▸ **Exercise instructions**
What is needed is a faithful copy of all the records.
[The data]
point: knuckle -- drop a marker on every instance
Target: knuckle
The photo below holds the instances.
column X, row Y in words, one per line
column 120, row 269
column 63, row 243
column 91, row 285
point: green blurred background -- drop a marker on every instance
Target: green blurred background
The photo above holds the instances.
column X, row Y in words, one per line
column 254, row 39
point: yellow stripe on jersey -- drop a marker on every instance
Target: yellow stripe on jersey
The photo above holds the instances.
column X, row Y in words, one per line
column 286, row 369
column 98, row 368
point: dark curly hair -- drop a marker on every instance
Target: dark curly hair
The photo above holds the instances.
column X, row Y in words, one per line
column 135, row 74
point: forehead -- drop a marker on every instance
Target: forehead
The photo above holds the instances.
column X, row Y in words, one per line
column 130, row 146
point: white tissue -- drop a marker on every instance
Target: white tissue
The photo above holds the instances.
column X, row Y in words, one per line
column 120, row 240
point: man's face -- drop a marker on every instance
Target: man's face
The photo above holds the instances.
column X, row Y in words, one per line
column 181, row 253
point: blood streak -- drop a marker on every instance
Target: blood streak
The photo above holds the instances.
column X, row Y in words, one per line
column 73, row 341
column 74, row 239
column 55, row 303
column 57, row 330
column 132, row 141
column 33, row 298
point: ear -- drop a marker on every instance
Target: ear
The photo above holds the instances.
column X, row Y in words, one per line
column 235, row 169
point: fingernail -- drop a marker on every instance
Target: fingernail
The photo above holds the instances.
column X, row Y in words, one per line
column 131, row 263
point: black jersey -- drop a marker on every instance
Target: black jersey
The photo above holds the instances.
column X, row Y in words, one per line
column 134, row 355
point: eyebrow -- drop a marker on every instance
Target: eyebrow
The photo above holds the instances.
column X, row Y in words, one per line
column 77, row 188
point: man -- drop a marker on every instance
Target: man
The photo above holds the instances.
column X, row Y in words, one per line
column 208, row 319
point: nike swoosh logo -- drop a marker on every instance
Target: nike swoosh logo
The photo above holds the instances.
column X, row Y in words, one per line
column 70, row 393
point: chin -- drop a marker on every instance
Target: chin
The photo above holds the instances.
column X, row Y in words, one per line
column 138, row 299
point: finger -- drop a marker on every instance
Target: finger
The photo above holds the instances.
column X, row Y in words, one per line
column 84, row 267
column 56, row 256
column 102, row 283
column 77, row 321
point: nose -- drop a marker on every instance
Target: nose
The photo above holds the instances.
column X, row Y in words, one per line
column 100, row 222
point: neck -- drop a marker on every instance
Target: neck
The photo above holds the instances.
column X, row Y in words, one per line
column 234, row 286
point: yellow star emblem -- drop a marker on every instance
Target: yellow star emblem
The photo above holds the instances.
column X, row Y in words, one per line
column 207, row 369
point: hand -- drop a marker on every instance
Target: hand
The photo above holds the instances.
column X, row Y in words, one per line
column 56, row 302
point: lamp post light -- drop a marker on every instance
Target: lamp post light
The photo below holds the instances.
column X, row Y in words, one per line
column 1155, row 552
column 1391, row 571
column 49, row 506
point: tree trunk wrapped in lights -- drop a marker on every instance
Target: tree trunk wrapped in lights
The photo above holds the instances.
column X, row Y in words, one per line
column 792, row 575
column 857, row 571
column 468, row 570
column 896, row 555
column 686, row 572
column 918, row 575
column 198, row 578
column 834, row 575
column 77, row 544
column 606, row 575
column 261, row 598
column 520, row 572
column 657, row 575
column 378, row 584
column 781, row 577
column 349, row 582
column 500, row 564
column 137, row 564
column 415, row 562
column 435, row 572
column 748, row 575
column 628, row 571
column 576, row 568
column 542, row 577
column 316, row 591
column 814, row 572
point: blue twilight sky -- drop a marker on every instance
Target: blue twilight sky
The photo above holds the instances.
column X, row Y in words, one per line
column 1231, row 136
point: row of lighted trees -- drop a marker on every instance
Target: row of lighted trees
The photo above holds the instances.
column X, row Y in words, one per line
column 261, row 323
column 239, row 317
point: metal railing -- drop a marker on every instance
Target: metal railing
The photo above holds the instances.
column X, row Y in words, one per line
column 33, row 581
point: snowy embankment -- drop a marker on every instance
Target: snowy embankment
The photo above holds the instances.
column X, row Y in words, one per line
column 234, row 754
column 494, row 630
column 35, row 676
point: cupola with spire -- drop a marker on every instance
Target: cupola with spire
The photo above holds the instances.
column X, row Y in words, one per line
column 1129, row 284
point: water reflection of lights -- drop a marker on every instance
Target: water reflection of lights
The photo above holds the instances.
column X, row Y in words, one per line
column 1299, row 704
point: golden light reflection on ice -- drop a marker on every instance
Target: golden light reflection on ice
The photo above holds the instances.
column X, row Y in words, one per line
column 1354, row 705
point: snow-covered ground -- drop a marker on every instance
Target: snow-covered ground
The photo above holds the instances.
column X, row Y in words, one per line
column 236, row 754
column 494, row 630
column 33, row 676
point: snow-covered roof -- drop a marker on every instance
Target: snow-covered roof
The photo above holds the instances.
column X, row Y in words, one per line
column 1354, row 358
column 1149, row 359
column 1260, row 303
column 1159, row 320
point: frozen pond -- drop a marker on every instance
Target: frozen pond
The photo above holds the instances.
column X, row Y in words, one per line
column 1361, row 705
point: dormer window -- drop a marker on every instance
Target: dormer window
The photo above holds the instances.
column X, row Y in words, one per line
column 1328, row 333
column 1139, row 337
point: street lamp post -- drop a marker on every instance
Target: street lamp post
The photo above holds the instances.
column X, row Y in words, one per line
[/The data]
▸ **Exercise answer**
point: knuckle -- drop a marker on every instance
Target: knuckle
The photo below holds the instances.
column X, row Y in words, one per line
column 120, row 269
column 63, row 243
column 91, row 285
point: green blurred background -- drop a marker on every instance
Target: green blurred background
The photo above holds the instances.
column X, row Y in words, one per line
column 254, row 39
point: yellow stripe on jersey -- drop a marker on every instance
Target: yellow stripe on jersey
The photo above holds the instances.
column X, row Y in words, one per line
column 286, row 369
column 98, row 368
point: dark curly hair -- drop a marker on every instance
Target: dark curly hair
The photo above holds the instances.
column X, row Y in words, one per line
column 135, row 74
point: forehead -- drop a marker on every instance
Target: forehead
The photo above holds the instances.
column X, row Y in words, one per line
column 130, row 146
point: white tissue -- drop a marker on every instance
Target: white tissue
The photo above holds the instances.
column X, row Y in words, one per line
column 120, row 240
point: man's face -- drop a marker on every instance
Target: man's face
The photo above holds the instances.
column X, row Y in words, one per line
column 181, row 253
point: blood streak -- drop a marker on every instance
Target: blood streak
The photo above holds the instances.
column X, row Y in words, one per line
column 73, row 341
column 74, row 239
column 55, row 303
column 57, row 330
column 132, row 141
column 33, row 298
point: ear -- drop a marker on every instance
Target: ear
The photo above holds the instances.
column X, row Y in words, one per line
column 235, row 169
point: fingernail -- drop a marker on every instance
Target: fingernail
The photo above holds the instances.
column X, row Y in words, one per line
column 131, row 263
point: black jersey -- drop a marker on every instance
Target: black jersey
The photo above holds the instances.
column X, row Y in words, one per line
column 134, row 355
point: eyebrow -- drop a marker on every instance
Target: eyebrow
The photo above holds the instances.
column X, row Y in words, one per line
column 77, row 188
point: man -- drop a marker on every instance
Target: man
The photo above holds the instances.
column X, row Y in words, one per line
column 208, row 319
point: nike swoosh logo -- drop a marker on every instance
Target: nike swoosh logo
The photo above holds the instances.
column X, row Y in words, one per line
column 70, row 393
point: chin -- drop a marker on every instance
Target: chin
The photo above holds the instances.
column X, row Y in words, one per line
column 138, row 299
point: finger -- drop a marker on every instance
Target: finger
The photo above holds the instances.
column X, row Y in words, one per line
column 84, row 267
column 56, row 256
column 102, row 283
column 77, row 321
point: nose -- drop a marker on every instance
Target: nose
The photo above holds the instances.
column X, row Y in words, one per line
column 100, row 222
point: neck -- drop a marker on every instance
Target: neck
The photo above holds the instances.
column X, row Y in words, one per line
column 234, row 286
point: yellow star emblem -- drop a marker on every instance
Target: yellow star emblem
The photo above holds the instances.
column X, row Y in words, one per line
column 207, row 369
point: hand -- drop a marker on every instance
Target: hand
The photo above holds the instances.
column X, row Y in words, one per line
column 56, row 302
point: lamp post light -- drop a marker on every instance
Target: lamp post light
The photo below holds the instances.
column X, row Y in words, one per line
column 1155, row 552
column 1391, row 571
column 49, row 506
point: tree trunk wrapped in lights -- drop a marker on every instance
Target: tree trunk wrapped in lights
The photo above holds the instances.
column X, row Y in words, one per line
column 792, row 575
column 857, row 571
column 468, row 570
column 896, row 555
column 686, row 572
column 918, row 575
column 198, row 578
column 834, row 575
column 77, row 544
column 606, row 575
column 261, row 598
column 520, row 572
column 657, row 575
column 378, row 584
column 781, row 577
column 349, row 582
column 500, row 564
column 137, row 564
column 415, row 562
column 435, row 572
column 748, row 575
column 628, row 571
column 576, row 568
column 542, row 577
column 316, row 591
column 814, row 572
point: blue twilight sky -- drop a marker on every instance
Target: blue twilight sky
The photo above holds the instances.
column X, row Y in words, one per line
column 1231, row 136
point: row of lighted trees -- drop a marker on every instance
Target: row of lighted trees
The photo above holds the instances.
column X, row Y in words, one per line
column 261, row 323
column 239, row 317
point: metal railing -- drop a marker on every instance
Target: metal railing
The photo above holds the instances.
column X, row Y in words, one per line
column 33, row 581
point: snowy embankment -- drop a marker on every instance
Target: snowy embankment
The photo above holds the instances.
column X, row Y in words, one per line
column 234, row 754
column 494, row 630
column 35, row 676
point: cupola with spire -- drop a marker on every instance
Target: cupola with spire
The photo above holds the instances.
column X, row Y in words, one per line
column 1129, row 284
point: water reflection of lights -- drop a marker on every instance
Target: water reflection of lights
The photo above holds the instances.
column X, row Y in words, one per line
column 1299, row 704
point: golden light reflection on ice -- drop a marker on every instance
Target: golden light reflection on ice
The photo above holds the instances.
column X, row Y in words, one per line
column 1354, row 705
point: snow-covered ground -- drop a marker on every instance
Target: snow-covered ground
The photo above holds the instances.
column X, row Y in words, one per line
column 236, row 754
column 494, row 630
column 33, row 676
point: snow-covered roof -- drop a marker on every instance
Target: snow-covered roof
The photo above holds the instances.
column X, row Y in words, one per line
column 1354, row 358
column 1149, row 359
column 1260, row 303
column 1159, row 320
point: frozen pond -- drop a marker on every instance
Target: frozen pond
The photo above holds the instances.
column X, row Y in words, one per line
column 1361, row 705
point: dormer window -- drop a marker on every instance
Target: dormer window
The photo above holds the instances.
column X, row Y in words, one per line
column 1328, row 333
column 1139, row 337
point: street lamp post -- drop a marker on every instance
Target: street lamp post
The photo above holds the instances.
column X, row Y in words, one per line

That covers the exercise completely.